An Improved Sensitivity Method for Multi-material Topology Optimization

Abstract

This study focuses on three-phase topology optimization of distributing a finite amount of material within a reference domain spatially to achieve the goal of minimizing or maximizing objective function like structural compliance. The basic objective of this study is given an abundant of materials with distinguished properties, realizing that how to distribute the whole material to optimize the objective function under volume constraint on the amount of the individual phases is viewed as the goal. And the boundary between all materials should be clear for manufacturing. In this research, a method was proposed to consider the density gradient information and control the number of filtered elements in the multi-material topology optimization design. The mathematical model of multi-material topology optimization is established, and further, the sensitivity analysis process is deduced in detail. The OC (Optimality Criteria) based optimizer is employed to solve the stated optimization problems. Finally, the validity of the model has been done in three-phase case, and it has observed that smooth structure and clear boundaries have been obtained in three phases topology optimization. Therefore, it has been concluded that the proposed method can effectively deal with the above problem about multi-material topology optimization to get clear material boundaries between different materials and make the optimized result more manufacturable.

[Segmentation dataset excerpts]
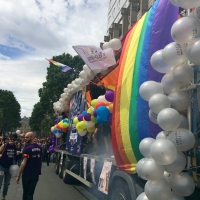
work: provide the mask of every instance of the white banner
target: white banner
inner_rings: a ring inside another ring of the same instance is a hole
[[[102,50],[95,46],[73,46],[74,50],[91,69],[107,69],[116,64],[115,56],[111,48]]]

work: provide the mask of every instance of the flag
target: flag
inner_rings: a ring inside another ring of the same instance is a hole
[[[91,69],[107,69],[116,64],[114,52],[111,48],[102,50],[95,46],[73,46],[74,50]]]
[[[64,65],[64,64],[62,64],[62,63],[59,63],[59,62],[57,62],[57,61],[54,61],[54,60],[51,60],[51,59],[47,59],[47,58],[46,58],[46,60],[48,60],[49,62],[51,62],[51,63],[53,63],[54,65],[56,65],[57,67],[59,67],[60,71],[62,71],[62,72],[67,72],[67,71],[69,71],[69,70],[72,70],[71,67],[69,67],[69,66],[67,66],[67,65]]]

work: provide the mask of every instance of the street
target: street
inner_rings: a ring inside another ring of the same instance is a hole
[[[22,200],[22,184],[17,185],[15,178],[11,179],[6,200]],[[85,187],[67,185],[54,172],[54,163],[47,166],[43,163],[42,175],[36,186],[34,200],[97,200]]]

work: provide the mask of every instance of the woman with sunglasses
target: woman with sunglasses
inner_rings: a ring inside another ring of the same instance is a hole
[[[4,179],[3,190],[2,190],[2,200],[5,200],[5,196],[8,192],[8,186],[10,185],[11,174],[9,168],[13,165],[14,156],[16,155],[15,140],[17,135],[13,134],[9,137],[9,142],[3,144],[0,147],[0,188]]]

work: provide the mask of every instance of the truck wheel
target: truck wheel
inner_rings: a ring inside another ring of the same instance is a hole
[[[60,154],[57,153],[56,161],[55,161],[55,172],[56,172],[56,174],[59,173],[59,166],[60,166]]]
[[[70,168],[73,166],[73,161],[70,161],[68,159],[65,159],[63,162],[63,182],[66,184],[76,184],[78,182],[77,179],[75,179],[70,174],[66,173],[65,169],[70,170]]]
[[[131,195],[125,181],[119,179],[115,182],[111,190],[110,200],[130,200]]]

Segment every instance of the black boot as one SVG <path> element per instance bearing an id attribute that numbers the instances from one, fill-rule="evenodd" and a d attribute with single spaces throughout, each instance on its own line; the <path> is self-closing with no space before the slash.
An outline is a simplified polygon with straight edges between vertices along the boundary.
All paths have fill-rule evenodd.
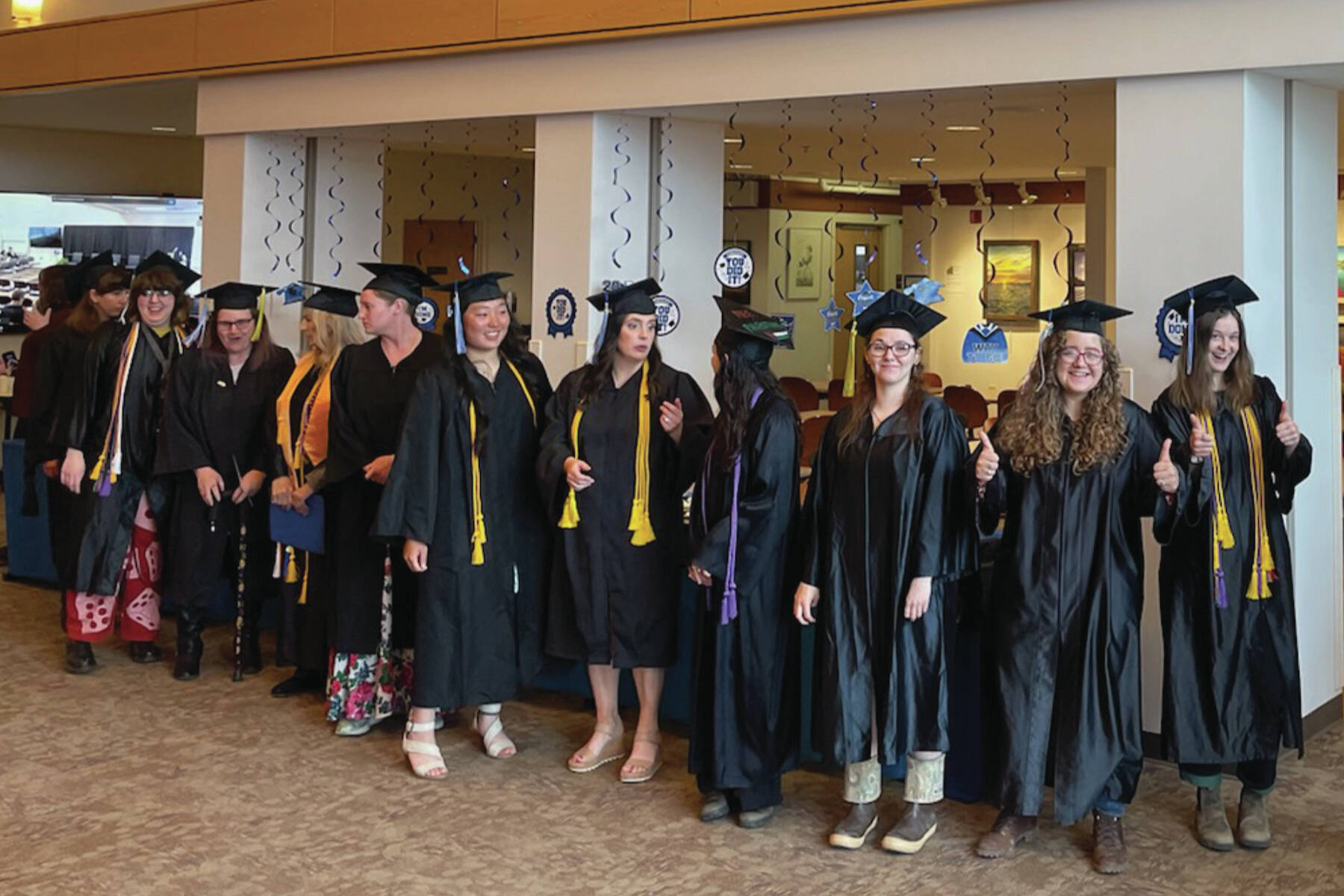
<path id="1" fill-rule="evenodd" d="M 191 681 L 200 677 L 200 654 L 206 645 L 200 641 L 204 619 L 200 610 L 179 607 L 177 610 L 177 660 L 172 664 L 172 677 L 177 681 Z"/>
<path id="2" fill-rule="evenodd" d="M 66 672 L 73 676 L 86 676 L 94 670 L 98 661 L 93 658 L 93 645 L 87 641 L 66 641 Z"/>

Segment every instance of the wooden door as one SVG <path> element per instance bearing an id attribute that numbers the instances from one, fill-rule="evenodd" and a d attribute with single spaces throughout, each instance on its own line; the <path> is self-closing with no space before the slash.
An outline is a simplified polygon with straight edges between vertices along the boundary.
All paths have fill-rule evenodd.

> [Given problem 1] Lay out the stretch of the rows from the line containing "Segment every instance of the wooden" through the end of the rows as a Markdown table with columns n and Line, one table row per line and blank lines left out.
> [Given problem 2] Carry on the text on multi-material topology optimization, starting right after its last sentence.

> [Exercise output 1]
| n | Line |
|---|---|
| 1 | Segment every instance of the wooden door as one SVG <path> element per instance bearing an id attribute that numbers the instances from one, fill-rule="evenodd" and a d attribute with single spaces throughout, each instance on its own line; the <path> is self-closing with no space before the slash. |
| 2 | An outline is a simplified polygon with straight edges between vertices along the boundary. |
| 3 | All paths have fill-rule evenodd. |

> [Exercise output 2]
1 Instruction

In engineering design, the phenomenon that one structure consists of materials with different properties and characteristics is very common, and multi-material structure has potential to achieve specific function that single-material unable to achieve. For example, a multi-material structure with appropriate distribution of different materials tends to have better structural performance to withstand the stress than the same structure combined with single material. As an advanced technology, topology optimization can be employed to find the optimal layout of the structural material under the given design domain, given boundary conditions and loaded conditions, so that it can meet certain stress, volume constraints and the performance. In the past few decades, substantial number of studies are focusing on multi-material structural design using topology optimization.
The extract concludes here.